## Challenge 1
Convert the part of the entries that opens with the line containing "spot: hillside => coords" and runs through the end of the entries into a Markdown table with the columns Row and Line, leaving out blank lines.

———

# Why is Las Vegas better than Craigendarroch?



## urbiman (Jun 22, 2014)

Hi,

while reading the board I always read that it would be best to purchase Las Vegas because of the points/MF ratio. 

I couldn't find too accurate information about the MF in Craigendarroch but what I found was the following:

1BR $782 MF / 8400 points
2BR $856 MF / 9600 points

while in my understanding Las Vegas brings:

$975 MF / 7000 points

Are the MF for Craigendarroch incorrect or incomplete or do I miss something essential here?


----------



## dougp26364 (Jun 22, 2014)

Are you sure craigendarroch isn't euros's rather than dollars? With exchange rate that would make a significant difference.


----------



## urbiman (Jun 22, 2014)

I am pretty sure in regards to the currency, at least the 1 BR MF I converted by hand from pounds to USD.  However I am of course not sure if the underlying MFs in pound were correct. Maybe someone has more accurate information than me?


----------



## Passepartout (Jun 22, 2014)

dougp26364 said:


> Are you sure craigendarroch isn't euros's rather than dollars? With exchange rate that would make a significant difference.



In Scotland, it would be highly unlikely to find a price in Euros. That's GBPoundland. For now, anyway.


----------



## Blues (Jun 23, 2014)

AFAIK, the point assignments at Craigendarroch are the standard 3400/4800 for 1BR and 5000/7000 for 2BR.  I believe you can get 3BR units for up to 8400 points (platinum) and 3BR+ for 9600 points in platinum season, but those would have higher MFs.

I have a 2BR gold at Craigendarroch, worth 5000 points.  My 2014 assessment was 538.49 GBP, which at today's exchange rate is about $915.  Your understanding of the points and fees appears to be incorrect.

HTH,
Bob


----------



## tschwa2 (Jun 23, 2014)

I think the reason the OP might think the points are higher is this page : http://www.hiltongrandvacations.com/Resorts#details/index&resortId=227&backFunctionality=0

When you click on the points tab it shows:






which would indicate that all the units fall in the premier category and not the regular 1 br/2 br. etc.


----------



## alwysonvac (Jun 23, 2014)

Keep in mind that there are two HGVC resorts at the same location.

———

## Challenge 2
In the thread about Las Vegas and Craigendarroch, what did Blues give as the 2014 assessment for the 2BR gold unit at Craigendarroch?

———

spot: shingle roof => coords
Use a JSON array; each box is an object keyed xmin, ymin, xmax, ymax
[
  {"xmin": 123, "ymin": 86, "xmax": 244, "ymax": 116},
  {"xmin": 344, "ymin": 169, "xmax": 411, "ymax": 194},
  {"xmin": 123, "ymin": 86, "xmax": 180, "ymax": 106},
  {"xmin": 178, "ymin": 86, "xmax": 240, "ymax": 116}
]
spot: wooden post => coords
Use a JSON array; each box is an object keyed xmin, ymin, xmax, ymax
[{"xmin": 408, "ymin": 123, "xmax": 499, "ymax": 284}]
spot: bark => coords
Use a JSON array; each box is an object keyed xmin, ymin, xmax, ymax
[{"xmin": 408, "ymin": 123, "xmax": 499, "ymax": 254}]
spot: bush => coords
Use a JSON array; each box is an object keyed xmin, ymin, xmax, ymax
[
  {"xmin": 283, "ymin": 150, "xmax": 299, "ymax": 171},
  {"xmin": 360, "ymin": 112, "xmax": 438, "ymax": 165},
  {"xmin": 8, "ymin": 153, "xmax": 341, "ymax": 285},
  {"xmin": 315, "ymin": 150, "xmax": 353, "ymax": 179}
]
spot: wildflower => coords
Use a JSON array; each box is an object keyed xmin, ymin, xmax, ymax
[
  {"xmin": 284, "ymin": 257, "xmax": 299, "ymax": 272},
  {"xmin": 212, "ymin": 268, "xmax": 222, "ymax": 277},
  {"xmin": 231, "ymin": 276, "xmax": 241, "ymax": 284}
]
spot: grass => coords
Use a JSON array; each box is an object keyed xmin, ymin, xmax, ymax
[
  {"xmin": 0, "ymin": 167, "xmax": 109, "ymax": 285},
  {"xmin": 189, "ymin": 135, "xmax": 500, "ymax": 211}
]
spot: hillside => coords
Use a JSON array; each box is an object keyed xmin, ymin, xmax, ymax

———

## Exercise response 1
| Row | Line |
|---|---|
| 1 | spot: hillside => coords |
| 2 | Use a JSON array; each box is an object keyed xmin, ymin, xmax, ymax |

## Exercise response 2
538.49 GBP, which Blues put at about $915.